● **WHAT TO DO**: The data below holds a line containing "box: [156, 73, 396, 356]" and a line containing "negative clicks: (402, 250) (341, 44)"; please quote exactly those two lines and every line between them, and nothing else.

** GIVEN ENTRIES follows **

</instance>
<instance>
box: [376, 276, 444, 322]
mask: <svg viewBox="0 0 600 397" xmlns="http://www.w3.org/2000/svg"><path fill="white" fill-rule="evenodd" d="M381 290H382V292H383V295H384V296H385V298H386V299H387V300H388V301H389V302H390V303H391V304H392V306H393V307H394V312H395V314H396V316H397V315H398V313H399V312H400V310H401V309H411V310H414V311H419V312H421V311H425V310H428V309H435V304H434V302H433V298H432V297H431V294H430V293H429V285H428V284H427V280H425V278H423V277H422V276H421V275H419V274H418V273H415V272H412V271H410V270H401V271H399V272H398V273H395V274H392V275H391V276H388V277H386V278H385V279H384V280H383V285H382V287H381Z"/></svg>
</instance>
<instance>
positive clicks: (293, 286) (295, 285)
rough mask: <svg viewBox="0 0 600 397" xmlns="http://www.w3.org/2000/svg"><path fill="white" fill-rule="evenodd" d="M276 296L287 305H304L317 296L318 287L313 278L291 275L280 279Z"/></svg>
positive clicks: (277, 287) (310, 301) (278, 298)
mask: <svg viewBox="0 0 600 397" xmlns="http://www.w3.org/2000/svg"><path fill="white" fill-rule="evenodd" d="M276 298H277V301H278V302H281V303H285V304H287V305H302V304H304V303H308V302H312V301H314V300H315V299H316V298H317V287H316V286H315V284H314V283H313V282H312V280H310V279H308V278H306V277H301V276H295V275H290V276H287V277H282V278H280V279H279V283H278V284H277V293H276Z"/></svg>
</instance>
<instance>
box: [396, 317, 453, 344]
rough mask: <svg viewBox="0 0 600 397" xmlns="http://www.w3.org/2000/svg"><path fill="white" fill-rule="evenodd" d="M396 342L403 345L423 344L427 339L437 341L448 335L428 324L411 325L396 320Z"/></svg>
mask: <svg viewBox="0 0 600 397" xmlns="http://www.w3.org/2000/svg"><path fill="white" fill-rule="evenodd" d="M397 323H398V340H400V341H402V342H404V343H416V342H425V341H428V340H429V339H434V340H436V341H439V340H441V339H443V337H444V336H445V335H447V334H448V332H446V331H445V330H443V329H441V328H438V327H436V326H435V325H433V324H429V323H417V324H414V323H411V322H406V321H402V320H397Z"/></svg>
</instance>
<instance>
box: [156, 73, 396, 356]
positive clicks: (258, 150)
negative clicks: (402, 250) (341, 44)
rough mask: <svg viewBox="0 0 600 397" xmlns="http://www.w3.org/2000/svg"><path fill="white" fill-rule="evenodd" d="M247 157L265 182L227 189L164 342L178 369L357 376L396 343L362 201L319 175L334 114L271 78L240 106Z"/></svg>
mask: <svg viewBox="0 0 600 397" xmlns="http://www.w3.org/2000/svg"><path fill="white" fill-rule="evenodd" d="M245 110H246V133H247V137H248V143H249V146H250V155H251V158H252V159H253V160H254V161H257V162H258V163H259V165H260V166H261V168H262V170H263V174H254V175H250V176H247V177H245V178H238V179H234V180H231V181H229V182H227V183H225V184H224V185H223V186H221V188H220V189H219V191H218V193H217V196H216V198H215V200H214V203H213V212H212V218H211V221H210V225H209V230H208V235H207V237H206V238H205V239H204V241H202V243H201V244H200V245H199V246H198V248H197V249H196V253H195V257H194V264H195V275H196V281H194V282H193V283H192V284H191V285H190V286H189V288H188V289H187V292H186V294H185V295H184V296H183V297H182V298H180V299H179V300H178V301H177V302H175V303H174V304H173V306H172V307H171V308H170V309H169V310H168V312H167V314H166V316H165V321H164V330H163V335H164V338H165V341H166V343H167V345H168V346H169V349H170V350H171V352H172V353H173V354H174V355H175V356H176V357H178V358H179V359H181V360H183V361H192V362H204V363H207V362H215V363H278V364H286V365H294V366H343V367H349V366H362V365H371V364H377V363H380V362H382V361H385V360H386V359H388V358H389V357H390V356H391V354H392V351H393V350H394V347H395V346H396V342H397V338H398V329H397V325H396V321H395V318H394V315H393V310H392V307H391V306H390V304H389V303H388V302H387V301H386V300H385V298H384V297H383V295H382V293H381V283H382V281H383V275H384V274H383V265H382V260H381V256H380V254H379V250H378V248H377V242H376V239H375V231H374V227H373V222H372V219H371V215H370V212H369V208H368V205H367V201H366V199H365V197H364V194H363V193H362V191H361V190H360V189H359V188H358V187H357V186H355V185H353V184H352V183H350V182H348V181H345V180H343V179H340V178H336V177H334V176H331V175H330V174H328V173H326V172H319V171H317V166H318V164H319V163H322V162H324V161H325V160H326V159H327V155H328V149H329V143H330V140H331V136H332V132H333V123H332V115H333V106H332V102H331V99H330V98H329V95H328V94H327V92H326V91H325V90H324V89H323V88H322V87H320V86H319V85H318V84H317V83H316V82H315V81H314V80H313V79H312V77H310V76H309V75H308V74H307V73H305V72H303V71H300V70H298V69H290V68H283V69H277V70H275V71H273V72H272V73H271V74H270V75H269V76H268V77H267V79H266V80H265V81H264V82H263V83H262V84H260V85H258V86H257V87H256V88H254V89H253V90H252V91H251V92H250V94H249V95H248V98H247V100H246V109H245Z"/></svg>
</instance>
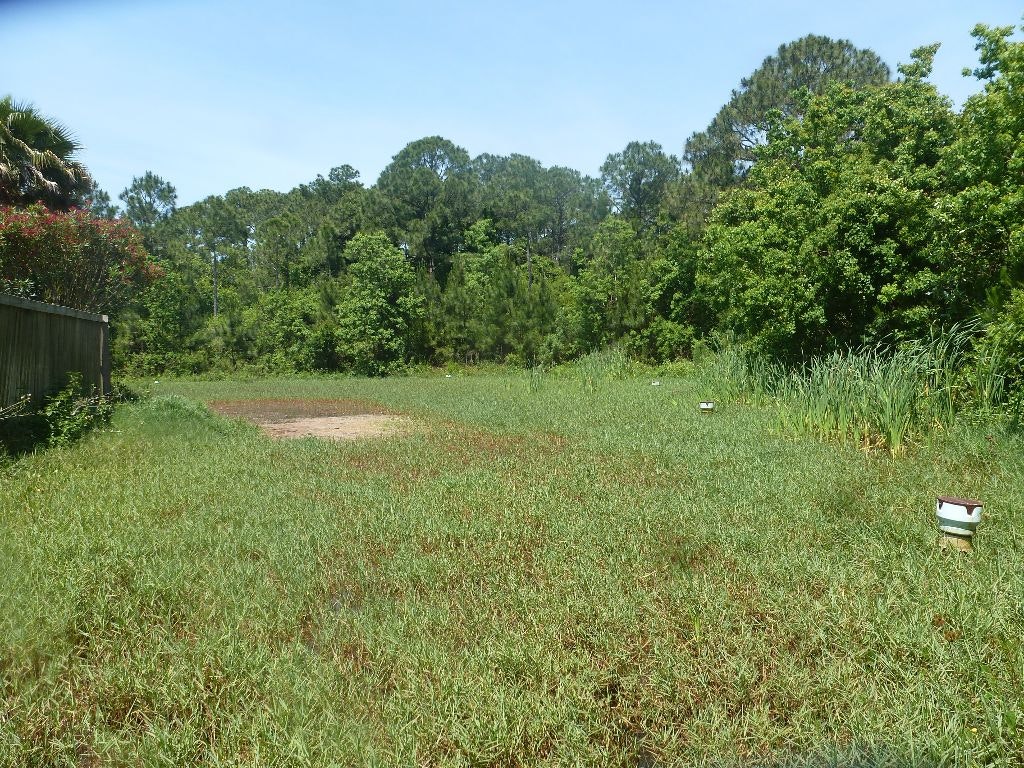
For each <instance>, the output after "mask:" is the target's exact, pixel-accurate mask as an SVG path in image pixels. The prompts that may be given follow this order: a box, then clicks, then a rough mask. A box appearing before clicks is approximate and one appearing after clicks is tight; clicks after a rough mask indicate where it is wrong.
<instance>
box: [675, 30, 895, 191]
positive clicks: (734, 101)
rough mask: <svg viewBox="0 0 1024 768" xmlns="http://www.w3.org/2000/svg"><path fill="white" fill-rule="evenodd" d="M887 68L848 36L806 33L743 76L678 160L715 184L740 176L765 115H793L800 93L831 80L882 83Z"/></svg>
mask: <svg viewBox="0 0 1024 768" xmlns="http://www.w3.org/2000/svg"><path fill="white" fill-rule="evenodd" d="M888 80H889V68H888V67H887V66H886V65H885V62H884V61H883V60H882V59H881V58H879V56H878V54H877V53H874V52H873V51H871V50H868V49H860V48H857V47H856V46H854V44H853V43H851V42H850V41H849V40H833V39H830V38H827V37H822V36H820V35H807V36H806V37H803V38H801V39H799V40H795V41H794V42H792V43H787V44H785V45H782V46H779V48H778V51H777V52H776V53H775V54H774V55H771V56H768V57H767V58H766V59H765V60H764V61H763V62H762V63H761V66H760V67H759V68H758V69H757V70H756V71H755V72H754V73H753V74H752V75H751V76H750V77H749V78H743V80H742V81H741V82H740V85H739V88H738V89H737V90H734V91H733V92H732V96H731V98H730V99H729V101H728V103H726V104H725V105H724V106H723V108H722V109H721V111H720V112H719V113H718V114H717V115H716V116H715V118H714V120H713V121H712V122H711V125H709V126H708V128H706V129H705V130H703V131H701V132H699V133H695V134H693V135H692V136H690V138H689V139H688V140H687V142H686V153H685V156H684V159H685V160H686V162H687V163H689V164H690V166H691V168H692V169H693V175H694V176H695V177H697V178H699V179H701V180H702V181H706V182H709V183H711V184H712V186H713V187H715V188H718V189H723V188H727V187H729V186H732V185H733V184H735V183H737V182H738V181H740V180H742V178H743V177H744V176H745V175H746V172H748V171H749V170H750V168H751V166H752V165H753V164H754V162H755V160H756V159H757V158H756V152H755V151H756V147H758V146H759V145H761V144H762V143H764V140H765V137H766V136H767V133H768V130H769V127H770V123H771V117H772V115H773V114H779V115H782V116H783V117H787V118H788V117H799V116H800V115H801V114H802V112H803V109H804V106H805V103H806V99H805V95H804V94H806V93H821V92H824V91H825V90H826V89H827V88H828V87H829V85H831V84H833V83H844V84H847V85H849V86H851V87H854V88H859V87H862V86H870V85H882V84H884V83H886V82H887V81H888Z"/></svg>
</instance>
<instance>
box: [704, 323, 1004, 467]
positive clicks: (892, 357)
mask: <svg viewBox="0 0 1024 768" xmlns="http://www.w3.org/2000/svg"><path fill="white" fill-rule="evenodd" d="M975 333H976V328H975V327H974V326H973V325H959V326H955V327H953V328H952V329H950V330H948V331H946V332H941V331H934V332H933V333H932V334H931V335H930V336H929V338H927V339H922V340H915V341H909V342H903V343H900V344H898V345H896V346H892V345H887V344H877V345H871V346H861V347H858V348H852V349H843V350H837V351H834V352H831V353H830V354H827V355H822V356H818V357H814V358H812V359H811V360H810V361H808V362H806V364H805V365H803V366H802V367H800V368H798V369H785V368H783V367H782V366H780V365H778V364H774V362H769V361H765V360H763V359H760V358H757V357H752V356H750V355H746V354H744V353H743V352H742V350H741V349H740V348H739V347H737V346H736V345H733V344H730V345H727V346H724V347H723V348H721V349H720V350H719V351H718V353H717V354H716V355H715V357H714V359H713V360H712V361H711V364H710V365H709V366H708V367H707V368H706V370H705V375H706V377H707V376H712V377H717V378H720V379H721V380H722V381H723V382H724V384H722V385H720V391H724V392H725V393H726V394H727V395H730V396H732V397H739V398H741V397H752V398H754V399H758V400H761V401H770V402H771V404H772V406H773V407H774V408H775V409H776V415H777V419H778V421H779V423H780V424H781V425H782V426H783V427H784V428H786V429H791V430H793V431H795V432H798V433H802V434H814V435H817V436H819V437H827V438H837V437H838V438H840V439H844V440H853V441H855V442H857V443H858V444H860V445H861V446H863V447H865V449H867V447H885V449H887V450H889V451H890V452H891V453H893V454H899V453H903V452H904V451H905V450H906V449H907V446H908V444H910V443H912V442H913V441H914V440H915V439H919V438H921V437H923V436H925V435H927V434H929V433H931V432H933V431H935V430H941V429H946V428H949V427H950V426H952V424H953V423H954V422H955V421H957V419H961V418H963V417H964V416H965V415H967V414H986V415H989V416H990V415H991V414H992V413H993V412H994V411H995V410H996V409H997V407H998V406H999V403H1000V402H1001V400H1002V397H1004V389H1005V387H1004V376H1002V374H1001V371H1002V369H1004V362H1005V361H1004V360H1002V359H1001V356H1000V354H999V352H998V350H994V351H992V350H978V351H976V350H975V347H974V344H973V340H974V338H975Z"/></svg>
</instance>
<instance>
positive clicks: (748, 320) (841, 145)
mask: <svg viewBox="0 0 1024 768" xmlns="http://www.w3.org/2000/svg"><path fill="white" fill-rule="evenodd" d="M952 137H953V116H952V114H951V112H950V110H949V104H948V101H947V100H946V99H945V98H943V97H941V96H939V95H938V93H937V92H936V91H935V89H934V87H932V86H931V85H929V84H927V83H925V82H923V81H921V80H916V79H907V80H903V81H899V82H896V83H891V84H888V85H884V86H878V87H873V88H862V89H859V90H858V89H852V88H850V87H848V86H845V85H834V86H831V87H830V88H829V89H828V90H827V91H826V92H825V93H823V94H822V95H820V96H818V97H815V98H812V99H809V100H808V101H807V102H806V105H805V108H803V110H802V118H801V119H800V120H788V121H784V122H781V123H779V124H777V125H776V126H775V127H774V128H773V129H772V131H771V133H770V137H769V141H768V143H767V145H766V146H765V147H764V150H763V151H762V152H761V155H760V157H761V160H760V161H759V163H758V164H757V165H756V166H755V168H754V169H753V170H752V172H751V175H750V178H749V183H748V184H746V185H745V186H744V187H742V188H740V189H737V190H735V191H734V193H732V194H730V195H729V196H727V197H726V198H725V199H724V200H723V201H722V203H721V205H720V206H719V207H718V208H717V209H716V210H715V212H714V213H713V215H712V218H711V222H710V224H709V226H708V230H707V232H706V237H705V251H703V258H702V263H701V264H700V267H699V268H698V271H697V275H696V291H697V295H698V297H699V299H702V300H703V301H705V302H706V303H707V304H708V305H709V306H710V307H712V309H713V312H714V315H715V321H714V322H715V324H716V325H719V326H722V327H725V328H727V329H731V330H734V331H736V332H737V333H739V334H740V335H741V336H742V337H744V338H745V339H748V340H749V343H750V345H751V347H752V349H754V350H755V351H757V352H758V353H764V354H771V355H778V356H781V357H783V358H785V359H790V360H794V359H800V358H801V357H806V356H809V355H812V354H817V353H820V352H823V351H827V350H828V349H830V348H836V347H840V346H843V345H850V344H858V343H860V342H862V341H869V340H879V339H882V338H884V337H886V336H889V335H891V334H893V333H898V334H899V335H902V336H905V337H914V336H920V335H921V334H922V333H924V332H927V328H928V324H929V323H930V322H931V319H933V318H934V317H935V312H936V311H937V310H946V309H948V308H950V306H951V305H952V304H953V302H950V301H949V299H950V298H951V297H948V296H942V295H940V294H939V293H938V292H937V290H936V289H937V274H938V273H939V272H940V271H941V269H942V263H941V261H940V259H941V254H938V253H937V252H936V251H935V250H934V249H932V248H931V244H932V243H933V240H934V231H935V227H934V220H933V211H934V207H935V206H934V201H935V200H936V198H937V197H938V195H939V193H940V186H941V181H940V178H939V176H938V171H937V165H938V162H939V159H940V157H941V154H942V152H943V150H944V147H945V146H947V145H948V144H949V143H950V142H951V141H952Z"/></svg>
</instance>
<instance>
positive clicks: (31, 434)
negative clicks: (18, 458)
mask: <svg viewBox="0 0 1024 768" xmlns="http://www.w3.org/2000/svg"><path fill="white" fill-rule="evenodd" d="M50 434H51V430H50V423H49V421H48V420H47V418H46V416H44V415H43V414H39V413H34V414H22V415H19V416H11V417H7V418H5V419H0V461H3V460H4V459H17V458H18V457H22V456H25V455H26V454H31V453H33V452H34V451H36V450H37V449H42V447H45V446H46V445H47V444H49V441H50Z"/></svg>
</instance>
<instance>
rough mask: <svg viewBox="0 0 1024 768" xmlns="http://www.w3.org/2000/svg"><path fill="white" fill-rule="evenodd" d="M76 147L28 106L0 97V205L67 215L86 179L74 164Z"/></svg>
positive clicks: (39, 115)
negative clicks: (24, 206)
mask: <svg viewBox="0 0 1024 768" xmlns="http://www.w3.org/2000/svg"><path fill="white" fill-rule="evenodd" d="M80 148H81V146H80V145H79V143H78V141H76V140H75V138H74V137H73V135H72V133H71V131H69V130H68V129H67V128H66V127H63V126H62V125H60V123H58V122H56V121H55V120H52V119H50V118H47V117H45V116H43V115H41V114H40V113H39V112H38V111H37V110H36V108H35V106H33V105H32V104H30V103H25V102H18V101H15V100H14V99H13V98H12V97H11V96H4V97H3V98H0V206H27V205H31V204H33V203H42V204H45V205H46V206H48V207H49V208H54V209H58V210H67V209H69V208H71V207H72V206H74V205H77V204H79V203H81V202H82V201H83V200H84V199H85V197H86V196H87V194H88V190H89V188H90V185H91V179H90V178H89V173H88V171H86V169H85V166H83V165H82V164H81V163H79V162H78V160H77V159H76V155H77V154H78V152H79V150H80Z"/></svg>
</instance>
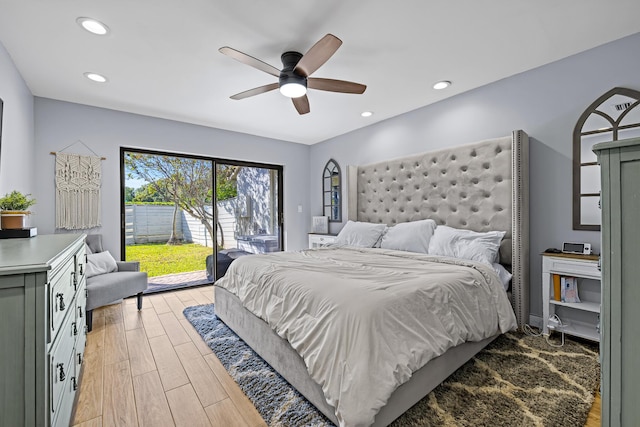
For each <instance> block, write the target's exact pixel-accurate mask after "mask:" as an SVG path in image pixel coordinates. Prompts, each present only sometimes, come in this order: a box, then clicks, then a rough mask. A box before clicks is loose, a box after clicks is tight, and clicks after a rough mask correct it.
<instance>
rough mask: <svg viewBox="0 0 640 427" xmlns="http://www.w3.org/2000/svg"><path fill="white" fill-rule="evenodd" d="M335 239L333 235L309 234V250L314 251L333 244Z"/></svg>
mask: <svg viewBox="0 0 640 427" xmlns="http://www.w3.org/2000/svg"><path fill="white" fill-rule="evenodd" d="M336 237H338V236H336V235H335V234H319V233H309V249H315V248H319V247H321V246H326V245H329V244H331V243H335V241H336Z"/></svg>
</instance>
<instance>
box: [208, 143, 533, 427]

** End of GIVEN ENTRIES **

● **ANSWER TO THE EXERCISE**:
box: [156, 73, 396, 356]
positive clicks: (258, 150)
negative clicks: (402, 250) (341, 44)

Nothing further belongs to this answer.